■ **Task instructions**
A - In the text on pre-travel organization tips, what company is suggested for hiring a storage unit while you are away?
B - Continue the text on pre-travel organization tips from where it stops.

Globe Trotter Secrets Revealed: Pre-Travel Organisation Tips

Whether you are venturing off on your first ever far-flung adventure or you are a seasoned pro heading off to sunnier climes, there is always a seemingly neverending list of things to as long as your arm before you can even consider contemplating your three, six or twelve months away from home. Putting the preparation in now and being as organised as possible before you set foot on the airplane will be worth the effort. Short term pain for lucrative long-term gains is the aim. Whereas you do hear urban myths of people just rocking up at the airport having decided the evening before that they’re leaving their lives behind without a second thought, these stories are few and far between and they’re rarely true. They are the stuff of Hollywood movies and daydreams.

Getting all of your stuff in order before you head off travelling will have a huge impact on the success of your trip. Imagine being in the centre of the Borneo jungle, only for your mum to call to remind you that your council tax is due. It’s an unnecessary stress and one that you could’ve easily taken care of before you hot-footed it abroad. Read on to find out how you can master the art of pre-travel organisation.

Finances

Although you may be travelling on a shoestring and backpacking your way around the most basic of hostels to save every penny, you can’t afford to be racking up debt at home while globe trotting. Ensure that your rent is all paid up, you’ve handed in your notice (if relevant), all of your taxes are paid and up to date and you’ve managed to clear the debt on your credit card. It’s pretty irresponsible to be sunning yourself in Koh Samui when your parents have to deal with bailiffs looking for you.

Getting all of your financial ducks lined up in a super neat row will ease the stress of monetary worries on your travels. Keeping things simple, and taking cash and a credit card for emergencies is usually the way to go. Ensure that you have a money belt that you can strap around your body under your clothes to avoid the dreaded pickpocket that targets the obvious touristy types.

Stuff

Even if you aren’t one for clutter, the chances are that you have some items that you won’t be travelling with. This could be a whole host of furniture, a vast collection of sports memorabilia or boxes and boxes of CDs. You could, of course, ask your parents to keep it all in their attic for a little while, but you may not want to burden them with your stuff. Instead, consider heading down to somewhere like Safestore and enquire about hiring a storage unit for the length of time that you’ll be away. This way you’ll know that all of your precious items will be safe and secure under lock and key while you’re off galavanting and swimming with sharks and sampling the street food of Cape Town.

■ **Data lines**
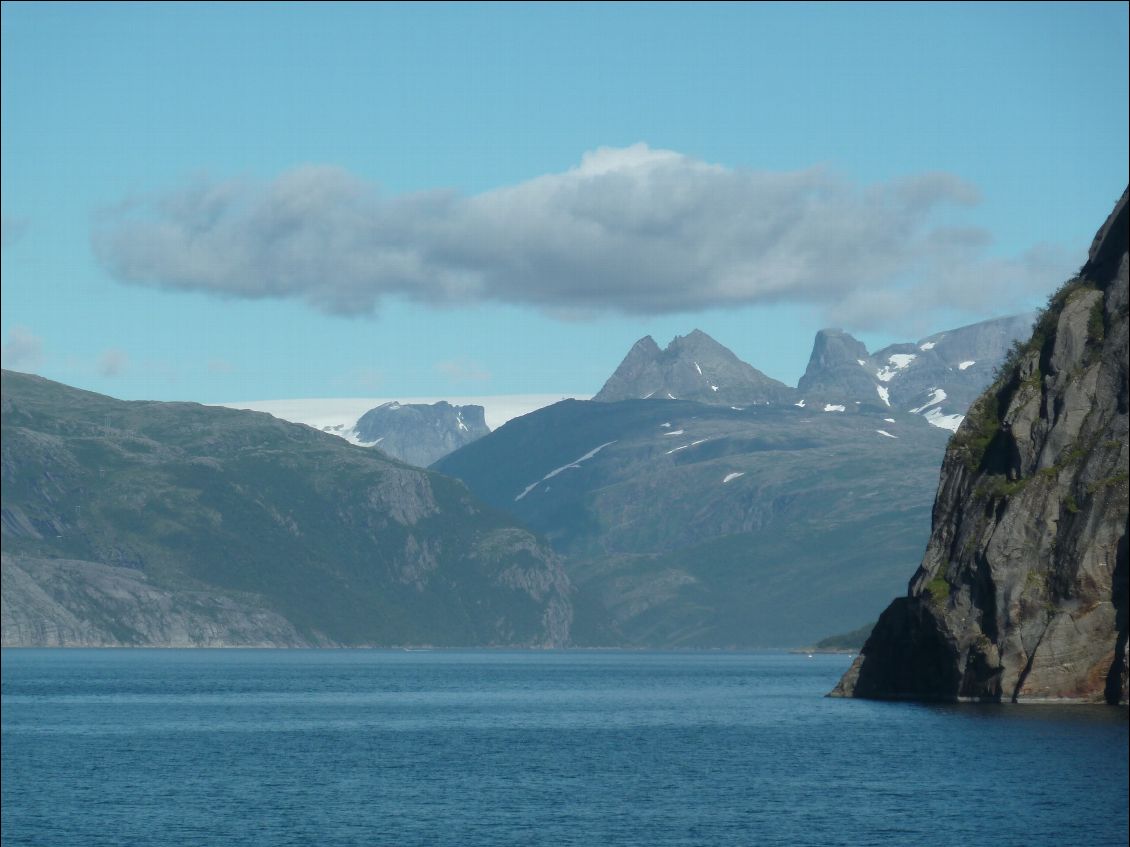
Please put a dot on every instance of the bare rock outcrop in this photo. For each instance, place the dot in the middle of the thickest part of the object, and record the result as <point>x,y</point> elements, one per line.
<point>1022,595</point>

■ **Answers for the exercise**
A - Safestore

B -
Visas

Depending on where you’re travelling to, you may need to sort out some paperwork and documentation before you leave your home country. Google is your best friend. Venture online and research every destination you’ll be visiting. Make a note of the visas you need to apply for and the length of time you need to sort out all the boring paperwork. Don’t leave it until the last minute. This is the single most important thing you need to get sorted before setting off on your adventure. Without the right visa, you could see yourself denied entry into the country you wish to visit and you could that you’re quickly on a return flight home.

Passport And Tickets

It goes without saying that your biometric passport needs to be up to date. You may require a minimum amount of validity remaining on your passport when you enter your destination. As a rule of thumb, it’s wise to ensure that your passport has at least six months left on it before you head off on your travels.

When searching for flights and accommodation, it pays to shop around. There is a whole host of comparison sites, each one declaring themselves cheaper and better than all the others with a confusing range of money back guarantees that rarely come to fruition. The best way to find the best price is to go direct. Head to the flight operator’s website or search for the hotel or hostel you want to stay at and email them or give them a call. The best prices can be found by going directly to the source and skipping the middleman.

The Exciting Part: Your Itinerary

Even if you are the most spontaneous person on the planet, it’s vital that you have some sort of skeleton itinerary to accompany you on your travels. For example, if you’re heading to Japan, you’ll need to sort your transport before arriving. A Japan Rail Pass can save you thousands of yen on bullet train fares, but you can only buy one outside of the land of the rising sun.

If you are planning on a long-term adventure, it’s wise to sort out all of your flights prior to leaving your home country. Head to charity shops and try to find the Lonely Planet-esque guidebooks for your chosen destinations. If they were published within the past three or four years, you could save yourself a small fortune and still be reading the most up to date and relevant information.

Every traveller needs a decent backpack. It pays not to scrimp on the quality of your rucksack as you’ll be taking it on numerous modes of transport, across potentially rugged terrain and it needs to be able to keep all of your items safe, secure and dry. If you can’t afford a top branded name, consider sourcing a good secondhand quality make. These can still be better than the lower quality budget buys.

Decide on the sort of accommodation you’ll be staying in. Some people enjoy slumming it with nothing more than a thirty-litre rucksack on their back and a couple of changes of clothes. Other travellers enjoy the finer things in life and will hot foot it as if money was no object staying in the finest five-star establishments. Honestly, the best way to travel is probably to find a mix of accommodation. Venturing to Iceland? Why not stay in an igloo for a night? Embarking on a trek across the Sahara? Stay with a local family and help tend to the camels for a couple of days. It is these unique experiences that you can arrange from the comfort of your own sofa before you set off that can ensure the trip of a lifetime.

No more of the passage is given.